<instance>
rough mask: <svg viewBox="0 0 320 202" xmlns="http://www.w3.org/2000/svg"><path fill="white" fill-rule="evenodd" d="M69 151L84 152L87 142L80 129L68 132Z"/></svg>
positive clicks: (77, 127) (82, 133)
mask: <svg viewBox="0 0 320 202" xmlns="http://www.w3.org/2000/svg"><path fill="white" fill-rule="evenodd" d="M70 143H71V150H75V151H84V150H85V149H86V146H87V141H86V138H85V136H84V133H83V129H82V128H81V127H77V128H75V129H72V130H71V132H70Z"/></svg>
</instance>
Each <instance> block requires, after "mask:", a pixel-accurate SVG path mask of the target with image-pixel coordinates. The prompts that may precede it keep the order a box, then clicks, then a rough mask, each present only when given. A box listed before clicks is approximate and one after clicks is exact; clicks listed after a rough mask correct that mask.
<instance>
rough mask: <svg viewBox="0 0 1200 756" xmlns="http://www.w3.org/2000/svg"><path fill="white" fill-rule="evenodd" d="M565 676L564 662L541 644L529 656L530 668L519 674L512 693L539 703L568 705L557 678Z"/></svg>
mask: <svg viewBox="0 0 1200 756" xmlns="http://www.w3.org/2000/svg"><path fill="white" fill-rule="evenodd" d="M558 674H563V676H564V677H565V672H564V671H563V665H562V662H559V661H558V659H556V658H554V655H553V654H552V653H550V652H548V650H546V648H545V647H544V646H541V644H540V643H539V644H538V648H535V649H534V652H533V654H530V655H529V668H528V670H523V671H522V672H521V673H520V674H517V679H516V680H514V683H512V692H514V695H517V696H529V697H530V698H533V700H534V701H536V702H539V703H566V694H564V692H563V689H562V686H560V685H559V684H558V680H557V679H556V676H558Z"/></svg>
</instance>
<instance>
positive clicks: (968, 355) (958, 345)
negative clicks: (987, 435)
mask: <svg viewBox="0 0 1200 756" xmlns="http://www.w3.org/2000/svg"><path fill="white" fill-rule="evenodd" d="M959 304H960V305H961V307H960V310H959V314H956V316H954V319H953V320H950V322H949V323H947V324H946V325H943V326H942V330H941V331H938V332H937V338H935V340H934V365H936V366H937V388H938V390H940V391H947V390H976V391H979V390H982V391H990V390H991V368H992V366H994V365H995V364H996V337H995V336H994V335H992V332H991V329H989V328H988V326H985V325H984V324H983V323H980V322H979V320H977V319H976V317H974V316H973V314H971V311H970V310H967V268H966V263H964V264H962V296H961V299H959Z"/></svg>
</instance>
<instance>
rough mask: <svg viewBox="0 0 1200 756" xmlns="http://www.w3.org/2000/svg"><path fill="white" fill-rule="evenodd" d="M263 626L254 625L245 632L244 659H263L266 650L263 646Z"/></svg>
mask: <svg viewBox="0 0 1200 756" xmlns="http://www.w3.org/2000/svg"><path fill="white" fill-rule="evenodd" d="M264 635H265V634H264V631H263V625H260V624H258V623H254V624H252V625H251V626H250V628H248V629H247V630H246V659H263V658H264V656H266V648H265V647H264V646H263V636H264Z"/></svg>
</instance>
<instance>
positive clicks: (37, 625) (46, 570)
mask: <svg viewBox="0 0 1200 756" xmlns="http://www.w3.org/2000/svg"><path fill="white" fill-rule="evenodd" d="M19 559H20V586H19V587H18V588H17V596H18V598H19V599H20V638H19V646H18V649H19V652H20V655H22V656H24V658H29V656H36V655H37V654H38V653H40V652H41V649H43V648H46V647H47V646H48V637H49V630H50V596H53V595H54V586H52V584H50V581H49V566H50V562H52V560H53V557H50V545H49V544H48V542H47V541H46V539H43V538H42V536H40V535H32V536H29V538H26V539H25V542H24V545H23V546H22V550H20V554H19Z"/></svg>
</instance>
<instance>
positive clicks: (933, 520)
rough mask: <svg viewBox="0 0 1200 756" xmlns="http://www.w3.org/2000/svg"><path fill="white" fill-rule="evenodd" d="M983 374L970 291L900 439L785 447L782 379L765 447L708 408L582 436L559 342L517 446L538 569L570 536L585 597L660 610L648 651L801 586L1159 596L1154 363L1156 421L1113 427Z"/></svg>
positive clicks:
—————
Activity — Could you copy every record above exactly as it appears?

Exercise result —
<instance>
rough mask: <svg viewBox="0 0 320 202" xmlns="http://www.w3.org/2000/svg"><path fill="white" fill-rule="evenodd" d="M69 151L84 152L87 142L80 129L68 132Z"/></svg>
positive clicks: (77, 127) (82, 133)
mask: <svg viewBox="0 0 320 202" xmlns="http://www.w3.org/2000/svg"><path fill="white" fill-rule="evenodd" d="M70 143H71V150H75V151H84V150H85V149H86V146H87V141H86V138H85V136H84V133H83V129H82V128H81V127H77V128H75V129H72V130H71V132H70Z"/></svg>
</instance>
Each <instance> block requires, after "mask:", a pixel-accurate SVG path mask of the target with image-pixel coordinates. The prompts that may precede it keep the order a box, then clicks, then a rough mask, each present only when given. A box listed before clicks is approximate and one after clicks is exact; clicks listed after a rough mask correct that mask.
<instance>
rough mask: <svg viewBox="0 0 1200 756" xmlns="http://www.w3.org/2000/svg"><path fill="white" fill-rule="evenodd" d="M565 676L564 662L541 644L529 656L530 668L519 674L512 693L539 703L568 705L557 678Z"/></svg>
mask: <svg viewBox="0 0 1200 756" xmlns="http://www.w3.org/2000/svg"><path fill="white" fill-rule="evenodd" d="M558 674H563V676H564V677H565V672H564V671H563V665H562V662H559V661H558V659H556V658H554V655H553V654H552V653H550V652H548V650H546V648H545V647H544V646H541V644H540V643H539V644H538V648H535V649H534V652H533V654H530V655H529V668H528V670H523V671H522V672H521V673H520V674H517V679H516V680H514V683H512V692H514V695H517V696H529V697H530V698H533V700H534V701H536V702H539V703H566V694H564V692H563V689H562V686H560V685H559V684H558V680H557V679H556V676H558Z"/></svg>
</instance>
<instance>
positive clicks: (968, 355) (958, 345)
negative clicks: (987, 435)
mask: <svg viewBox="0 0 1200 756" xmlns="http://www.w3.org/2000/svg"><path fill="white" fill-rule="evenodd" d="M959 304H960V305H961V307H960V310H959V314H956V316H954V319H953V320H950V322H949V323H947V324H946V325H943V326H942V330H941V331H938V332H937V338H935V340H934V365H936V366H937V388H938V390H940V391H947V390H976V391H979V390H982V391H990V390H991V368H992V366H994V365H995V364H996V337H995V336H994V335H992V332H991V329H989V328H988V326H985V325H984V324H983V323H980V322H979V320H977V319H976V317H974V316H973V314H971V311H970V310H967V268H966V263H964V264H962V296H961V299H959Z"/></svg>
</instance>
<instance>
rough mask: <svg viewBox="0 0 1200 756" xmlns="http://www.w3.org/2000/svg"><path fill="white" fill-rule="evenodd" d="M263 626L254 625L245 632L244 659H263L266 650L263 646Z"/></svg>
mask: <svg viewBox="0 0 1200 756" xmlns="http://www.w3.org/2000/svg"><path fill="white" fill-rule="evenodd" d="M264 635H265V634H264V631H263V625H260V624H258V623H254V624H252V625H251V626H250V628H248V629H247V630H246V659H263V658H264V656H266V648H265V647H264V646H263V636H264Z"/></svg>
</instance>
<instance>
positive clicks: (37, 625) (46, 570)
mask: <svg viewBox="0 0 1200 756" xmlns="http://www.w3.org/2000/svg"><path fill="white" fill-rule="evenodd" d="M19 559H20V586H19V587H18V588H17V596H18V598H19V599H20V638H19V646H18V649H19V652H20V655H22V656H24V658H29V656H36V655H37V654H38V653H40V652H41V649H43V648H46V647H47V646H48V637H49V630H50V596H53V595H54V586H52V584H50V581H49V566H50V562H52V560H53V557H50V545H49V544H48V542H47V541H46V539H43V538H42V536H40V535H32V536H29V538H26V539H25V542H24V545H23V546H22V550H20V554H19Z"/></svg>
</instance>
<instance>
positive clicks: (933, 520)
rough mask: <svg viewBox="0 0 1200 756" xmlns="http://www.w3.org/2000/svg"><path fill="white" fill-rule="evenodd" d="M983 374L970 291L900 439L785 447L782 379L765 447L708 408L582 436L559 342L517 446L538 569L570 536L585 597L660 610L648 651L801 586L1159 596L1154 363L1156 421L1113 427Z"/></svg>
positive clicks:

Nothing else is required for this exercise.